* **TASK REQUIREMENTS**
Locate the line that contains "Target: rock". Print it and every subsequent line through the final line of the records, exactly and only those.

* **Source records**

⟨

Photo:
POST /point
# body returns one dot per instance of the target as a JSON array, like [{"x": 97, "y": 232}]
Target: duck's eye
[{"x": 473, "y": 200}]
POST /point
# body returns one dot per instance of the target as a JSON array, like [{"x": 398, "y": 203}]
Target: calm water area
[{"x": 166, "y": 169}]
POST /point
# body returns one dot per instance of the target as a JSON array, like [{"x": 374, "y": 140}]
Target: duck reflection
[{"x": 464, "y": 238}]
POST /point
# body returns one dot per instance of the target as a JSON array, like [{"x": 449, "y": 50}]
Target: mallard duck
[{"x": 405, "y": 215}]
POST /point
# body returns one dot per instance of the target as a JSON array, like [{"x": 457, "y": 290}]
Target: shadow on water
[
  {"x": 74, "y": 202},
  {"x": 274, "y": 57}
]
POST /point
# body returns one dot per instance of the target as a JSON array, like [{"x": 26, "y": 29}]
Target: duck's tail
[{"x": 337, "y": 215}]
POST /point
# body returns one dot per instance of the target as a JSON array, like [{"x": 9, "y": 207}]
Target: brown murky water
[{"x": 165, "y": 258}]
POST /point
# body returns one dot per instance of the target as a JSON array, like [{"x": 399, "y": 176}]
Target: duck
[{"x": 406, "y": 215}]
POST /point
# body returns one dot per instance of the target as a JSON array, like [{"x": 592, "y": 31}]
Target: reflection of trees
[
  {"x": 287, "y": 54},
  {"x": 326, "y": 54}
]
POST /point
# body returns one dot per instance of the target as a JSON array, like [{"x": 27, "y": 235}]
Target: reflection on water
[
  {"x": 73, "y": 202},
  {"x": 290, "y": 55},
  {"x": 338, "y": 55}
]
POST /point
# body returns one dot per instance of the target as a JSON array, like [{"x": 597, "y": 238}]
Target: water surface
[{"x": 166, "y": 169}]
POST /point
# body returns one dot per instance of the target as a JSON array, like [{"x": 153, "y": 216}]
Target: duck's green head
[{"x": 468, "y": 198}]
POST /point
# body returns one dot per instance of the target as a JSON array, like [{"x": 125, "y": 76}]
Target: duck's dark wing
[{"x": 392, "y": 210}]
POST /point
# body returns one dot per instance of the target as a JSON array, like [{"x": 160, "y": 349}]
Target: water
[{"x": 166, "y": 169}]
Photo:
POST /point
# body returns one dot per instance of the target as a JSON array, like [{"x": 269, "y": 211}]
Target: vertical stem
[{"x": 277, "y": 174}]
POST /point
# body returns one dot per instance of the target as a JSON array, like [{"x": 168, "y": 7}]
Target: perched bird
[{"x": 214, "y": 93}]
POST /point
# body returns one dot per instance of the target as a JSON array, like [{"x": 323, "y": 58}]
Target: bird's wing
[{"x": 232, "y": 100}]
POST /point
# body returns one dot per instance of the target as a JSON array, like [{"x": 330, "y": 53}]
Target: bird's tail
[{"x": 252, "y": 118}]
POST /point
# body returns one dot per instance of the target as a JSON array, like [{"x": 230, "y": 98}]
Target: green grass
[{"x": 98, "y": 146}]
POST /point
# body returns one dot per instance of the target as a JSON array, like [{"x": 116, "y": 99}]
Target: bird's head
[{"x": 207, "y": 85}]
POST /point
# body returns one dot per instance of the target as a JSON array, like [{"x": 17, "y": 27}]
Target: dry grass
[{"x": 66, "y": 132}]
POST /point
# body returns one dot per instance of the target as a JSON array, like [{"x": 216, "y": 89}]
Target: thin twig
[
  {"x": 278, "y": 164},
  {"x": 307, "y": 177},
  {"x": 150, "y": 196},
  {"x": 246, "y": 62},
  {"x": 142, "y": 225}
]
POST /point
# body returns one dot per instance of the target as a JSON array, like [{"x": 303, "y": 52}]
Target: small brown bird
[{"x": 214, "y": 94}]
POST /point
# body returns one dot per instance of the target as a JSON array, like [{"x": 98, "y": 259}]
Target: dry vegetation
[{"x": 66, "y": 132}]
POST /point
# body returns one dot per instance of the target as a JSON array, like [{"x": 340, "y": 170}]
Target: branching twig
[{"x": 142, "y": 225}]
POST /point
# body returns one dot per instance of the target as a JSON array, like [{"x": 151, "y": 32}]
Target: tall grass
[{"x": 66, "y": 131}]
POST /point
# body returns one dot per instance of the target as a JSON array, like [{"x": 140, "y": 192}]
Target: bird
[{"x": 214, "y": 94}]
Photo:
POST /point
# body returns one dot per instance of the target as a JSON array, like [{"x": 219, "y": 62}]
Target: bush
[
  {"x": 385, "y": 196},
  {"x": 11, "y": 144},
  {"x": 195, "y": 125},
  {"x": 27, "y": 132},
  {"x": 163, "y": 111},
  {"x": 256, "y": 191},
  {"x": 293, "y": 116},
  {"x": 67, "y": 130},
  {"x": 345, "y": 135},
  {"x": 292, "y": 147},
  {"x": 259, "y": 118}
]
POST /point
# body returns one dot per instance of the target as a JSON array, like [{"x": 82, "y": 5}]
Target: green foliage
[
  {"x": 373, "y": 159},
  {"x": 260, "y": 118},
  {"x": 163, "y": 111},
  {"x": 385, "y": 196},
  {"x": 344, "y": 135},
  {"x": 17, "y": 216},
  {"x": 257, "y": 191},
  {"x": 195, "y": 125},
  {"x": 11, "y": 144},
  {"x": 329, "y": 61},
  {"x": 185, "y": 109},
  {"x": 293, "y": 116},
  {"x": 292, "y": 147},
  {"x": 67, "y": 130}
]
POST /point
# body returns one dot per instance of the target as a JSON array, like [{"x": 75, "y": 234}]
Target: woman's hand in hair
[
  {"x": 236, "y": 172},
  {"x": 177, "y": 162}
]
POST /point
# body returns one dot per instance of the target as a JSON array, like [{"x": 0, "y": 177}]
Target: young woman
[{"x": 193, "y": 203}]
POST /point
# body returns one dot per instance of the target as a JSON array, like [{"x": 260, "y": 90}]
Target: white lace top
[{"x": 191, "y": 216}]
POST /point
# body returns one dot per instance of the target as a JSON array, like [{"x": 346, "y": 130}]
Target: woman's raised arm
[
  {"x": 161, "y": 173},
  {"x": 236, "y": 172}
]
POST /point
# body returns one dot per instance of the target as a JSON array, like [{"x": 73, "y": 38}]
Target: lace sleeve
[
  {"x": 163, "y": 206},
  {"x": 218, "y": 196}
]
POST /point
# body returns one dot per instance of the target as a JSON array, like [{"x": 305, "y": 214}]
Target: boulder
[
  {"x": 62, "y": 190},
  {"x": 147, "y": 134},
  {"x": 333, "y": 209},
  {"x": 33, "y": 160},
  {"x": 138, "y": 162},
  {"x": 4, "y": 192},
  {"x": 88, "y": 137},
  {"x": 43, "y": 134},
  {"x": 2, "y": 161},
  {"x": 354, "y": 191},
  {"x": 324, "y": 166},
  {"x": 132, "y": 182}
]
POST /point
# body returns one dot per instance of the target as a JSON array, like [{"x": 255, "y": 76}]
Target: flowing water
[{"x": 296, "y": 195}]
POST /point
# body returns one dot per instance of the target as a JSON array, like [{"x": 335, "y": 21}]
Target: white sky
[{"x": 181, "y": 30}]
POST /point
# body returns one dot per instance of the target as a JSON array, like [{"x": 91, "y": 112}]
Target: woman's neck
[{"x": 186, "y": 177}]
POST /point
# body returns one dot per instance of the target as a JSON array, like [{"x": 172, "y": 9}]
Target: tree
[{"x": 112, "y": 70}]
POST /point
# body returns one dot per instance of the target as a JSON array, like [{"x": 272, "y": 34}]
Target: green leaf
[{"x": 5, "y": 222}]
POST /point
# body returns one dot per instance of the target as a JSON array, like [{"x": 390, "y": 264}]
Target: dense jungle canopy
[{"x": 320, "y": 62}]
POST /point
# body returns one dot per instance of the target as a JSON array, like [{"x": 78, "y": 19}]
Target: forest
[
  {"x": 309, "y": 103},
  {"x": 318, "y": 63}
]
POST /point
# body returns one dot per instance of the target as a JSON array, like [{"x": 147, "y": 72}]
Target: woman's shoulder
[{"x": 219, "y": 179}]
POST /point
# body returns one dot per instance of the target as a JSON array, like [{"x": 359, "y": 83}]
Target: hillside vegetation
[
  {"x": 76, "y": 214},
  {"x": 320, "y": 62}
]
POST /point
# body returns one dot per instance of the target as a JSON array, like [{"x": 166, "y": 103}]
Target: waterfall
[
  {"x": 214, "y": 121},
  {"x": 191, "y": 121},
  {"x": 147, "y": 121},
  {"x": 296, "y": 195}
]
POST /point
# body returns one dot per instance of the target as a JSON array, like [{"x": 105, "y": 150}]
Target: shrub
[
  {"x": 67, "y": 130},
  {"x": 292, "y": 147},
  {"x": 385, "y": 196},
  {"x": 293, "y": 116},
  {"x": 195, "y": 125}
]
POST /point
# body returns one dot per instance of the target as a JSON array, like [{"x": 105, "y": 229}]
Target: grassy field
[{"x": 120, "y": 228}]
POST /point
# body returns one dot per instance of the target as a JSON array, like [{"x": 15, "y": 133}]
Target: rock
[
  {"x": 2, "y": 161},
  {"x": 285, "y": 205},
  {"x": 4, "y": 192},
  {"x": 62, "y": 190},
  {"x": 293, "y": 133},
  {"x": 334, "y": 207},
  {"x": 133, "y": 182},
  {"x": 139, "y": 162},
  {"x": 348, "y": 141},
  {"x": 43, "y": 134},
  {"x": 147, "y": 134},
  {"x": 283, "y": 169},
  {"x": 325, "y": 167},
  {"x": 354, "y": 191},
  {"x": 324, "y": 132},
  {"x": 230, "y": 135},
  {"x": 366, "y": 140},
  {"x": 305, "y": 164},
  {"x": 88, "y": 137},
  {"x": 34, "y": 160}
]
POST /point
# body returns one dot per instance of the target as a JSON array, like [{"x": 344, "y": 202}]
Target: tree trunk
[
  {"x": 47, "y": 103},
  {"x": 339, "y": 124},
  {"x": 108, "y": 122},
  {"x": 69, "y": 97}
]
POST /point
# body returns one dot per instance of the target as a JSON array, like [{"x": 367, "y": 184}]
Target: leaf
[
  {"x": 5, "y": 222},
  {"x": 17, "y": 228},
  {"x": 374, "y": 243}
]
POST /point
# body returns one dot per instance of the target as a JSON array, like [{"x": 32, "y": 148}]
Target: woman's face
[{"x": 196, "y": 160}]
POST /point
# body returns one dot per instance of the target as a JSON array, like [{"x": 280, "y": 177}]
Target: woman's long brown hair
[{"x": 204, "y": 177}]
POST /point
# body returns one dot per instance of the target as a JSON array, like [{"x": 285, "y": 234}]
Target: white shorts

⟩

* **EXERCISE RESULT**
Target: rock
[
  {"x": 2, "y": 161},
  {"x": 285, "y": 205},
  {"x": 4, "y": 192},
  {"x": 62, "y": 190},
  {"x": 293, "y": 133},
  {"x": 334, "y": 207},
  {"x": 133, "y": 182},
  {"x": 139, "y": 162},
  {"x": 348, "y": 141},
  {"x": 43, "y": 134},
  {"x": 147, "y": 134},
  {"x": 283, "y": 169},
  {"x": 325, "y": 167},
  {"x": 354, "y": 191},
  {"x": 324, "y": 132},
  {"x": 230, "y": 135},
  {"x": 366, "y": 140},
  {"x": 305, "y": 164},
  {"x": 88, "y": 137},
  {"x": 34, "y": 160}
]
POST /point
# body returns one dot per instance of the target as a JSON array, like [{"x": 344, "y": 202}]
Target: tree trunk
[
  {"x": 47, "y": 103},
  {"x": 339, "y": 124},
  {"x": 108, "y": 122},
  {"x": 69, "y": 97}
]
POST /point
# body returns one dot per instance of the target as a JSON array, like [{"x": 367, "y": 184}]
Target: leaf
[
  {"x": 5, "y": 222},
  {"x": 17, "y": 228},
  {"x": 374, "y": 243}
]
POST /point
# body returns one dot per instance of the target as a JSON array, like [{"x": 32, "y": 148}]
Target: woman's face
[{"x": 196, "y": 160}]
POST /point
# body returns one dot per instance of the target as a JSON array, like [{"x": 280, "y": 177}]
Target: woman's long brown hair
[{"x": 204, "y": 177}]
POST /point
# body returns one dot per instance of the target as a JSON array, like [{"x": 285, "y": 234}]
Target: white shorts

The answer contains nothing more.